- TEXTE À ANALYSER -
Et puis, la maladie frappe à la porte du Balto, Paul est malade, on ne veut pas mettre de mots sur ce mal étrange, on parle de pleurésie. Mathilde comprend “poumon qui pleure” mais les clients désertent rapidement l’établissement, les parents doivent vendre le Balto et s’établissent en face pour monter une presse librairie. Seulement l’enfant des nouveaux propriétaires attrape la tuberculose, Paul ne peut plus cacher sa maladie et ils sont obligés d’aller s’établir dans un autre village pour fuir la rumeur locale hostile. A partir de là, s’enchainent le combat pour survivre financièrement, la faillite et la nécessité du sanatorium d’Aincourt pour se soigner. Annie, la sœur ainée, infirmière, est partie faire sa vie, alors que Mathilde ainsi que son jeune frère Jacques sont confiés à l’assistante sociale et placés séparément dans des familles d’accueil.
Mais Mathilde fugue et rend visite à ses parents au sanatorium. Elle continue à collecter des mots qui mis bout à bout lui permettent peu à peu de construire une histoire familiale enfin compréhensible (pleurésie/tuberculose/sanatorium/dettes/hypothèque). Et elle se bat. pour obtenir son émancipation, pour gagner un peu d’argent pour survivre, pour passer des diplômes, pour pouvoir récupérer son frère, pour s’occuper de ses parents. Et peu de mains se tendent pour l’aider, même sa sœur traverse cette histoire de loin, comme si elle n’était pas concernée.

- VOTRE CONSIGNE -
Restituez, s'il vous plaît, le passage du texte à analyser qui va de « Mais Mathilde fugue » jusqu'à « n’était pas concernée. » inclus, sans y changer un mot. Les données fournies ne vous seront d'aucune utilité.

- DONNÉES FOURNIES -

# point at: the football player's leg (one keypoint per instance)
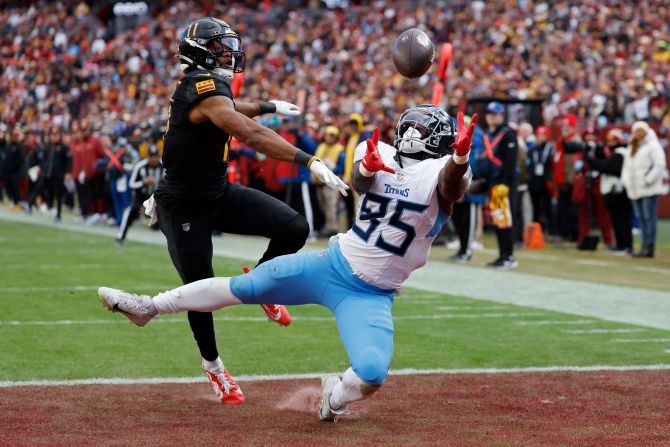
(252, 212)
(189, 239)
(291, 279)
(366, 329)
(249, 211)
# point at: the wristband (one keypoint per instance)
(364, 172)
(461, 159)
(266, 107)
(304, 158)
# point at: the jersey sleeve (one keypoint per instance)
(203, 85)
(359, 152)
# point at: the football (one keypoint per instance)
(413, 53)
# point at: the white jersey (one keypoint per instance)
(396, 221)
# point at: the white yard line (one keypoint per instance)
(317, 375)
(640, 340)
(80, 288)
(639, 306)
(262, 319)
(554, 322)
(601, 331)
(443, 308)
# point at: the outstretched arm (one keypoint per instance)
(219, 109)
(454, 179)
(364, 171)
(252, 109)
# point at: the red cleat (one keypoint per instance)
(225, 388)
(275, 312)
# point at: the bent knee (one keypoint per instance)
(372, 367)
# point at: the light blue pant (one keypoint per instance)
(362, 311)
(645, 210)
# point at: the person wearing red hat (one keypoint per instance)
(613, 192)
(563, 174)
(586, 190)
(539, 163)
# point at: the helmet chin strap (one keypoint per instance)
(225, 73)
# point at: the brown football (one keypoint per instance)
(413, 53)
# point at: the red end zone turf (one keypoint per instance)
(529, 409)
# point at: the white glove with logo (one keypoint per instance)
(329, 179)
(286, 108)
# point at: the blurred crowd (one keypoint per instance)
(77, 76)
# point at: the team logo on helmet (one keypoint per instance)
(425, 131)
(211, 44)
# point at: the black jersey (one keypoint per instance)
(194, 155)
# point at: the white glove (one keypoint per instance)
(286, 108)
(321, 171)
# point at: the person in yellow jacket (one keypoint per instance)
(355, 133)
(331, 152)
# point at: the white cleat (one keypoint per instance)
(326, 413)
(134, 307)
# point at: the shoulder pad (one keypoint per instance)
(200, 84)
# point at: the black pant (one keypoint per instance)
(621, 213)
(12, 185)
(188, 230)
(506, 236)
(541, 201)
(85, 196)
(464, 217)
(52, 189)
(567, 214)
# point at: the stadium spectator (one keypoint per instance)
(331, 152)
(563, 174)
(55, 163)
(117, 162)
(608, 164)
(539, 159)
(143, 181)
(14, 166)
(499, 168)
(586, 189)
(354, 133)
(466, 212)
(643, 174)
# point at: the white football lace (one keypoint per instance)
(227, 386)
(133, 302)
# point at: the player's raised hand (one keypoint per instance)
(372, 161)
(286, 108)
(464, 136)
(327, 176)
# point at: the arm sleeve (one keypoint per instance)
(511, 147)
(610, 166)
(196, 87)
(68, 158)
(136, 182)
(657, 164)
(572, 147)
(359, 152)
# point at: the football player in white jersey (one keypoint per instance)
(408, 191)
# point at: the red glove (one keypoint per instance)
(464, 137)
(372, 161)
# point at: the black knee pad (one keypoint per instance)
(297, 230)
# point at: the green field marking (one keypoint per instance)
(52, 276)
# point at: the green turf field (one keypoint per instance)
(53, 327)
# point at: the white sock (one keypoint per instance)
(350, 389)
(215, 366)
(205, 295)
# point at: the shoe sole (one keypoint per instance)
(106, 306)
(325, 397)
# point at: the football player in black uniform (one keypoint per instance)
(194, 199)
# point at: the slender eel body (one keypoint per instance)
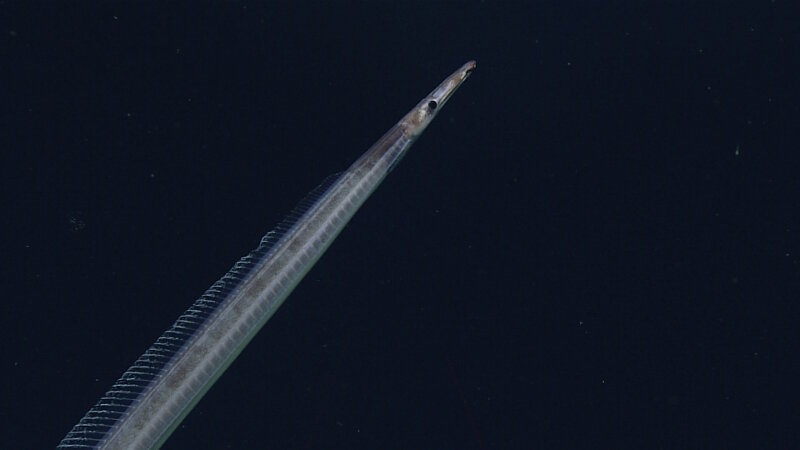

- LA RÉPONSE -
Mais Mathilde fugue et rend visite à ses parents au sanatorium. Elle continue à collecter des mots qui mis bout à bout lui permettent peu à peu de construire une histoire familiale enfin compréhensible (pleurésie/tuberculose/sanatorium/dettes/hypothèque). Et elle se bat. pour obtenir son émancipation, pour gagner un peu d’argent pour survivre, pour passer des diplômes, pour pouvoir récupérer son frère, pour s’occuper de ses parents. Et peu de mains se tendent pour l’aider, même sa sœur traverse cette histoire de loin, comme si elle n’était pas concernée.